▶ **Description of the task**
Set down, word for word, the part of the account of last Christmas below that starts with "The idea of" and goes on through "a road trip.".

START Supplied passage

Last Christmas was different: challenging, dark, surprising and magical, which gave it the feel of a fairy-tale, but it didn't start that way.
Instead, it started with my mother's stroke. I had seen her several days before Christmas and celebrated the holidays with a mofongo and shrimp dinner (smashed green plantains with olive oil and meat of your choice) and exchange of gifts in NYC, where she lives (I'm accustomed to celebrating holidays in non-linear fashion with close family who live faraway, so I go to them instead. Anyway, my mother hates to leave her home, so I got to her instead). When I got the call from the hospital, a day after Christmas day, I was in Florida and immediately decided to drive the children back to see her.
But before my mother's stroke, there had been other turmoil: my best friend, whose house I was staying at, was in the throes of a deep depression after learning she had to have surgery for precancerous cells in her uterus. She hadn't cleaned her house in over six months and was barely able to leave her room, if only to go to work. On Christmas Eve, my daughter and I cleaned her bathroom, vaccumed her rug, washed her clothes, scoured her kitchen, which made her smile and gave her sense of newfound relief. She called us life-savers and Christmas angels, and for the first time, I understood what it meant to truly give on Christmas. Then on Christmas day, after my children spent the morning with their father, we cooked an impromptu Chili dinner with white rice, salad, chips, and salsa at my friend's house. Her son, my kids, and their neighborhood friends, the ones they grew up with, came over. We had 15 people sitting and standing around the dinner table, all eating, laughing, and recalling memories in what was my and theirs most impromptu, non-traditional Christmas dinner ever. It was starting to feel like this was not only a unique experience, but the way Christmas should be. It sure beat shopping at the mall for last-minute gifts or opening tons of presents I would soon forget - like I had done most of my other holidays.
Then the bad news started rolling in: first my friend's ex-husband called to say the Labrador they once shared had died. Then the hospital called with news of my mother's stroke. I didn't sleep and I woke the children to tell them to get their bags ready; we would be on the road the next day.
The idea of a road trip came after I learned, the following day, my mother would be fine; she had a mini-stroke with no long-term effects. Anyway, I was exhausted after driving 30 plus hours from Maine to New York and then to Florida; I didn't know if I had it in me to drive straight-through the South and back up North. Furthermore, I had not seen my children in a year (my son was college and my 17-year-old daughter lived with her father in Miami), so I decided that in the two-day trip back to New York City we would bond by going on a road trip.
In North Carolina, we ate slow-cooked barbecue chicken and pork at a restaurant that prided itself on a 12-hour-slow-cook method on their famous grills outside. In North Carolina, we stopped at the Ava Gardner museum and ogled over her Hollywood dresses and watched a short documentary on her fascinating life. In Georgia, we walked around the famed Bonaventure cemetery with its beautiful vintage statuary. In Virginia, we stopped at a Civil War battle field along the James River and took pictures on its canons. In Philadelphia, we did a midnight run of the two famed Philly cheese steak sandwich stands, and shared our meal on a bench outside on a cold winter night.
When we arrived in NYC two days later, we went straight to the hospital. My mother was fine and happy to see us.
Even today, my children marvel at that amazing Christmas. I learned something about that holiday: Don't plan too much, control too much, expect too much or be so hard-wired about traditions. Go with the flow and there will always be magic, especially during Christmas.

END Supplied passage
START Data records

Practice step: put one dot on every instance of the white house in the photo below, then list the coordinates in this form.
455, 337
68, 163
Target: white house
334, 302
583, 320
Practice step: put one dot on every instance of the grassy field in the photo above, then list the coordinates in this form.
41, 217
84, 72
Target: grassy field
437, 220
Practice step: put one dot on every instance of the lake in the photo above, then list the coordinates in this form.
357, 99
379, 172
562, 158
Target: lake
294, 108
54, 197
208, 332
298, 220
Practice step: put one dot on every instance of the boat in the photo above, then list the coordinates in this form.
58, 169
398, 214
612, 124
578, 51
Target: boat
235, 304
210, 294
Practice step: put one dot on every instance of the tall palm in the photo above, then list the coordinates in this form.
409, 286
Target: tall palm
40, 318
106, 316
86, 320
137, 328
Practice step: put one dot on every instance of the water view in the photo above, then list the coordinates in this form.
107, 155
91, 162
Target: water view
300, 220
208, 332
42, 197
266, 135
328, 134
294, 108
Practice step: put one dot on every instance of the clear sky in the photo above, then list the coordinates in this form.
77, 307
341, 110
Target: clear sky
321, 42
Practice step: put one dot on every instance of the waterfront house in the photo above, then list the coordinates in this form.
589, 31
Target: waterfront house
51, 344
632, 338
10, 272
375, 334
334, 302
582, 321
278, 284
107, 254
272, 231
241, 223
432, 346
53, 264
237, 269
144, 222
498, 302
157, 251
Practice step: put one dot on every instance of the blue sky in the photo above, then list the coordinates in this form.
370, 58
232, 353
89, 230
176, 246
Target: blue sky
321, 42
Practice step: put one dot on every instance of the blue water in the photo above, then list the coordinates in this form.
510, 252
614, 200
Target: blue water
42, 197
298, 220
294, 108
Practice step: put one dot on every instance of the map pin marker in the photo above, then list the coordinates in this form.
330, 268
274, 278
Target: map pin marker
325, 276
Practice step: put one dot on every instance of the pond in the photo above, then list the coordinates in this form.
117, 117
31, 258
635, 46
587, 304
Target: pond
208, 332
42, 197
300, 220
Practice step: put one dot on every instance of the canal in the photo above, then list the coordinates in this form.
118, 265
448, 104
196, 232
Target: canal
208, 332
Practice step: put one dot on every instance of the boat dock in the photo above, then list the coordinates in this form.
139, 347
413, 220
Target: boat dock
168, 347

END Data records

▶ **Output for this task**
The idea of a road trip came after I learned, the following day, my mother would be fine; she had a mini-stroke with no long-term effects. Anyway, I was exhausted after driving 30 plus hours from Maine to New York and then to Florida; I didn't know if I had it in me to drive straight-through the South and back up North. Furthermore, I had not seen my children in a year (my son was college and my 17-year-old daughter lived with her father in Miami), so I decided that in the two-day trip back to New York City we would bond by going on a road trip.